*Exercise description*
Turn the records below into a numbered list with one entry per line, and leave out any blank lines.

*Data extract*
□ □ □ □ □

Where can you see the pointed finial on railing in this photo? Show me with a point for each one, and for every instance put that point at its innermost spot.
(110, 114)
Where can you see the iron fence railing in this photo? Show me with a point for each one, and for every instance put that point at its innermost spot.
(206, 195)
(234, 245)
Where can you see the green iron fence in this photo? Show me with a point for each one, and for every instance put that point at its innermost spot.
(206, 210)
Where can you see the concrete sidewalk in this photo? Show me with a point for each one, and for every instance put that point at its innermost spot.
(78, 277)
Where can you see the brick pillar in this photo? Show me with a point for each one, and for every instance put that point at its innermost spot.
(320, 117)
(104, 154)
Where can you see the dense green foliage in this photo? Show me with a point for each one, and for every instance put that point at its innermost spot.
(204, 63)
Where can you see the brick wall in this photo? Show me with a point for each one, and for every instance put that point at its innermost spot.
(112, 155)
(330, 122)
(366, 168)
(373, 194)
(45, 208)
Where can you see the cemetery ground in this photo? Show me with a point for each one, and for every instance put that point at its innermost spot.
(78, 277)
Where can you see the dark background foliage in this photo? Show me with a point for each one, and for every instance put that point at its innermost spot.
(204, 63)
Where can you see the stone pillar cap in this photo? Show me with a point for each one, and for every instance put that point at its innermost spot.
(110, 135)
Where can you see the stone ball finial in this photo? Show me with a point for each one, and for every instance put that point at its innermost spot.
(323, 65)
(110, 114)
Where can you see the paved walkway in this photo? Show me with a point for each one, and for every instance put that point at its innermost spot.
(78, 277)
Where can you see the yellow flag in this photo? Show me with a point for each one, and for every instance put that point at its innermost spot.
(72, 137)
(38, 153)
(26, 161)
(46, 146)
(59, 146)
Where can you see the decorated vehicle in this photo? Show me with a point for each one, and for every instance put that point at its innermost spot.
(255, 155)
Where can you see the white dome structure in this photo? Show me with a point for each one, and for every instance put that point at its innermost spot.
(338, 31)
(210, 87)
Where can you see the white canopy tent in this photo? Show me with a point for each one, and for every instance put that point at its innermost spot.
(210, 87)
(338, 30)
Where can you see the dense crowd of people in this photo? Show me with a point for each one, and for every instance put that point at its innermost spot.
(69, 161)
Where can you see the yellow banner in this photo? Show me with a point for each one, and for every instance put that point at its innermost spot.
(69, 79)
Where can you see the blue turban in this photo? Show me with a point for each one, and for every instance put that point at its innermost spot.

□ □ □ □ □

*Output for this exercise*
1. Where can you see the pointed finial on railing in this photo? Show me with a point for each one, and for every instance put that point at its innermost spot.
2. (110, 114)
3. Where can you see the iron fence railing in this photo? Show me with a point for each one, and for every instance put that point at its innermost spot.
4. (206, 195)
5. (234, 245)
6. Where can you see the green iron fence in this photo? Show me with a point for each one, and for every instance put that point at its innermost spot.
7. (206, 210)
8. Where can you see the concrete sidewalk in this photo? Show me with a point for each one, and for every instance put that point at its innermost spot.
9. (78, 277)
10. Where can you see the brick pillar in this photo? Show me with a point for each one, and for every instance put that point at its innermost spot.
11. (320, 117)
12. (104, 154)
13. Where can you see the dense green foliage in this photo? Show me with a point for each one, and for every instance put that point at its innermost spot.
14. (204, 63)
15. Where can you see the brick wall in this photo? Show me with a point for each one, and for every instance put that point at its innermost spot.
16. (112, 155)
17. (330, 122)
18. (366, 168)
19. (373, 194)
20. (45, 208)
21. Where can you see the cemetery ground in this photo? Show me with a point for each one, and for every instance put that point at its innermost spot.
22. (78, 277)
23. Where can you see the dark background foliage in this photo? Show me with a point for each one, and for every instance put that point at its innermost spot.
24. (204, 63)
25. Where can you see the stone pillar cap in this photo? Show me with a point for each one, and for every instance put that point at its innermost spot.
26. (110, 135)
27. Where can you see the stone ball finial in this photo? Show me with a point for each one, and for every instance put that point at its innermost spot.
28. (323, 65)
29. (110, 114)
30. Where can you see the paved walkway in this photo? Show me with a point for each one, and for every instance put that point at its innermost spot.
31. (78, 277)
32. Where can you see the yellow flag in this photo? Show me with a point for each one, and for every instance put that point at its innermost spot.
33. (72, 137)
34. (38, 153)
35. (26, 161)
36. (46, 146)
37. (59, 146)
38. Where can you see the decorated vehicle in this photo? Show me with a point for each one, and for every instance put that point at its innermost spot.
39. (255, 155)
40. Where can you see the white dome structure in this photo? Show me with a point for each one, and for every instance put that point at its innermost spot.
41. (338, 31)
42. (210, 87)
43. Where can you see the white canopy tent in this photo? Show me with a point for each one, and for every instance put that point at its innermost spot.
44. (210, 87)
45. (338, 30)
46. Where can you see the dense crowd of people in this photo? Show me with a point for each one, and for every instance put that point at its innermost spot.
47. (69, 161)
48. Where can you see the yellow banner in this photo? Show me with a point for each one, and for every instance put that point at its innermost spot.
49. (69, 79)
50. Where can you see the blue turban in this photo? Show me with a point for each one, and for every instance put that point at its innermost spot.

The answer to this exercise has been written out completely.